:: DATA FOR THE TASK ::
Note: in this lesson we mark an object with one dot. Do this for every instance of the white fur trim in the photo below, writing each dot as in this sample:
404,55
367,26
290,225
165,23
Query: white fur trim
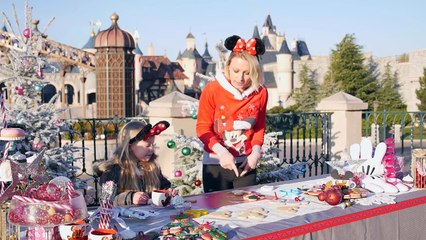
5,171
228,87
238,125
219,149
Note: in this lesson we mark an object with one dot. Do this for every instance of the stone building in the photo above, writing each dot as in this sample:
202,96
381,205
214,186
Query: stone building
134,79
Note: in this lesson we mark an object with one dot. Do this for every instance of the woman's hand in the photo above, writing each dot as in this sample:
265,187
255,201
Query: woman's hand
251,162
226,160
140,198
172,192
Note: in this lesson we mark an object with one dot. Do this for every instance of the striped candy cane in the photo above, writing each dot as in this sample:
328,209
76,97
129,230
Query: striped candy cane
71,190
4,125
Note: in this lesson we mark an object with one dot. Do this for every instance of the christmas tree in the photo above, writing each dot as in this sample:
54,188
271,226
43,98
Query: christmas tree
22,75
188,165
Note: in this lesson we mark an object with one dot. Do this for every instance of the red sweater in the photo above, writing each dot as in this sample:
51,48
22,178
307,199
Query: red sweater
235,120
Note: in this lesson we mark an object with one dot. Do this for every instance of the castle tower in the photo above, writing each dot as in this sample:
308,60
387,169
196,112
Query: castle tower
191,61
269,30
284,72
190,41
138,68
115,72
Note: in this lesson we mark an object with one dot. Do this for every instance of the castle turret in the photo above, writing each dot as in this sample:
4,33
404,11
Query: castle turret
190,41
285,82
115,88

:: TASK TO CARRY OUT ::
Rewrite all of the records above, replacing "lesson" with "exercise" wherever it appears and leaving everything else unchanged. Omit the pictures from your answer.

:: WRITTEN RESPONSE ::
Note: in this exercise we mark an object with one dot. Do this for every instance of the white fur trim in the photo below, writing each dot as in this sample:
404,55
367,26
290,225
165,23
Query: white fur trim
5,171
228,87
238,125
219,149
Note: in this exercise we mark an object with one dot. Do this for every instance of the stone building in the photo above, writing each dot as in this sample:
202,96
381,205
214,186
Query: stone building
134,79
Note: in this exercise we mark an object with one dot. Do this for every instance of the woman's hand in the photo above, writing each dot as in this sample:
265,187
255,201
Query: woman's hand
251,162
226,160
140,198
172,192
Note: in this exercise we mark an object with one dot. Do this for every instance of the striped candy cane in the photo above, writing each dot as in this sample:
328,209
76,97
129,230
Query: striped candy cane
71,190
4,125
Note: in this exercise we mark an object with one dot. Do this for every instance of the christmas tree in the photo above, writing each dot as in this sample:
54,188
271,226
43,98
Query: christmas tree
22,75
188,165
Note: in this exercise we mark an object with one dot. Do this for every instance of the red sweater in the photo above, writing each dot as in this sample:
51,48
22,178
307,199
Query: red sweater
235,120
Note: in this exercise we mark an object with one dot. Do this for every instance of the castle tower in the photo above, writing each dot as in this sample:
308,60
387,169
196,112
Query: castle tower
191,61
269,30
284,72
190,41
138,68
115,72
Note: in this exercise we mark an object with one dot. Do this for every instance of the castle turret in the photo above, writing each dot as in this sample:
4,33
404,11
Query: castle turret
190,41
285,82
115,88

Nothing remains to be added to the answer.